▸ **Task set**
1 - According to the GRE preparation text, why is vocabulary a good area to focus on when there is little time before the test? Answer in one to three sentences.
2 - Answer these from the GRE preparation text:
(a) How much time should be spent drilling vocabulary between the practice test and the real test?
(b) How much "Math Vocabulary" should be gathered and memorized?
(c) Which type of writing does the text say is more useful for the reading practice?
3 - Set down everything in the GRE preparation text from "Take A(nother) Practice" down to "the top priorities.".

====== Document text

What do you do?
First of all, be realistic. While a private GRE verbal or math tutor can help, you’re not going to raise your score by a huge margin in two weeks, excepting the case of a miracle. But there are things that you CAN do.
Take A(nother) Practice Test
First, before anything else, take a practice test. Even if you’ve taken one before, even if the test is in two days. Taking a practice familiarizes you with the format, time frame, and overall experience of the test you’re about to take. It also gives you something to work with, in the form of immediate diagnostic results. Use your results to determine where you need to put your focus. You don’t have a lot of time, so you need to isolate your weaknesses and attack them. You probably won’t be able to also spend time building up strengths or working equally on every section of the test. The practice will give you the best sense of what to prioritize when you only have time for the top priorities.
Be Aggressive about Vocabulary
The vocabulary-based sentence completion questions on GRE, as I’ve covered in a separate blog post, are hard. Mega-hard. Seriously hard. These problems are just gross. They’re extremely difficult, even if English is your field of study and you’ve been at the top of every class in English all your life and you’re taking the test to apply for prestigious graduate programs in Literature or Writing. Therefore, vocabulary is always a smart place to throw your focus when you have to pick only a couple areas to prepare. The key to vocabulary is studying it absolutely every day, religiously. Ideally, you should both collect vocabulary words from questions you missed in practice sections, and also use a secondary vocabulary list or app. Spend at least 30 minutes drilling vocabulary between when you take a practice test, and when you take the real test.
Memorization is the Key to Math
Vocab is a good last-minute solution to the Verbal study because it’s memorization-based, and therefore in most cases, will yield results as long as you put in consistent time on it. Quant can approached in a similar way, one that can be thought as “Math Vocabulary.” There are certain equations, rules, and definitions that are tested again and again on the GRE. Memorizing these will make a huge amount of difference even if you struggle with Math and don’t have time to substantively improve your comprehension. Using a combination of practice problems and, ideally, a study guide, compile a list of equations, rules, and terms (the equation for the slope of a line, for example) and their definitions. If you can amass one double-sided page of this “Math Vocabulary” and memorize it cold, it is likely to make a significant difference to your score.
Up your reading level
On the passage-based reading sections, practicing these sections is important, but also, if you have a week or two before the test, you can improve your chances of doing well by incorporating reading into your schedule during the time between when you begin studying and the test. Set a page number you have to hit, make it realistic but higher than you’d like it to be, and read something that has an advanced level of complexity, such as The New Yorker, The Economist, The New York Times Magazine, etc. Non-fiction is far more useful than fiction, here, as the passages tend by and large to be non-fiction style and content. Make sure you make this reading practice a daily occurrence, and your ability to focus on and comprehend the passages on the GRE will likely improve. Think of this like working out the relevant muscles in the days leading up to a big game.

============
====== Information shown

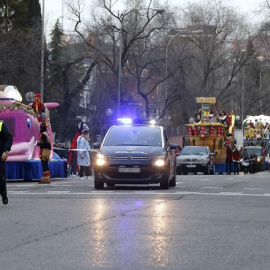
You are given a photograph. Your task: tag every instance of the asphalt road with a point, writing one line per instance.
(206, 223)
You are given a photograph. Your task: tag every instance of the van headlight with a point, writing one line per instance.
(159, 162)
(100, 159)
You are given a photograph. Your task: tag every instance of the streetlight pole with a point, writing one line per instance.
(261, 89)
(166, 64)
(158, 10)
(119, 73)
(243, 90)
(42, 52)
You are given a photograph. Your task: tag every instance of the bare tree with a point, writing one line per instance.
(119, 35)
(210, 34)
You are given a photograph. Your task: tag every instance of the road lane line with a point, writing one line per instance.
(142, 193)
(211, 188)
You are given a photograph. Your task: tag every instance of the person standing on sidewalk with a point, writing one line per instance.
(45, 153)
(6, 141)
(84, 148)
(229, 158)
(236, 158)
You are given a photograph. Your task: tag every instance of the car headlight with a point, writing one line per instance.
(100, 159)
(159, 162)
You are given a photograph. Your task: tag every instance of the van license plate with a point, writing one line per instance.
(129, 170)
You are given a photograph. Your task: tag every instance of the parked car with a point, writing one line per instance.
(135, 154)
(195, 159)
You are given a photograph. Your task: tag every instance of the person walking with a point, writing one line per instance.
(252, 165)
(229, 159)
(83, 156)
(245, 162)
(6, 140)
(45, 153)
(236, 158)
(38, 107)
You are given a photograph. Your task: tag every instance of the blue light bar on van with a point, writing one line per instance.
(124, 121)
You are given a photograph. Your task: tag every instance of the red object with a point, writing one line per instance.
(202, 130)
(195, 131)
(73, 146)
(236, 155)
(38, 106)
(229, 156)
(228, 120)
(211, 130)
(190, 131)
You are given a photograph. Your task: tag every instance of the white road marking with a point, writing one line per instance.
(140, 193)
(59, 185)
(231, 193)
(212, 188)
(25, 185)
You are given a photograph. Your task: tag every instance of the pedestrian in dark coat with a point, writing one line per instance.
(236, 158)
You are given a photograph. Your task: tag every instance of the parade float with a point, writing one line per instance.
(23, 161)
(256, 136)
(209, 128)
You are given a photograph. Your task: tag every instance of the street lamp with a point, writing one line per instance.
(158, 11)
(166, 63)
(42, 52)
(261, 59)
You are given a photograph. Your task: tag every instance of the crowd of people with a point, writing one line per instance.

============

▸ **Answers for this exercise**
1 - The vocabulary-based sentence completion questions are extremely difficult, even for strong English students, so vocabulary is a smart place to focus. Vocabulary study is also memorization-based, so in most cases it yields results as long as consistent time goes into it.

2 -
(a) At least 30 minutes.
(b) One double-sided page.
(c) Non-fiction.

3 -
Take A(nother) Practice Test
First, before anything else, take a practice test. Even if you’ve taken one before, even if the test is in two days. Taking a practice familiarizes you with the format, time frame, and overall experience of the test you’re about to take. It also gives you something to work with, in the form of immediate diagnostic results. Use your results to determine where you need to put your focus. You don’t have a lot of time, so you need to isolate your weaknesses and attack them. You probably won’t be able to also spend time building up strengths or working equally on every section of the test. The practice will give you the best sense of what to prioritize when you only have time for the top priorities.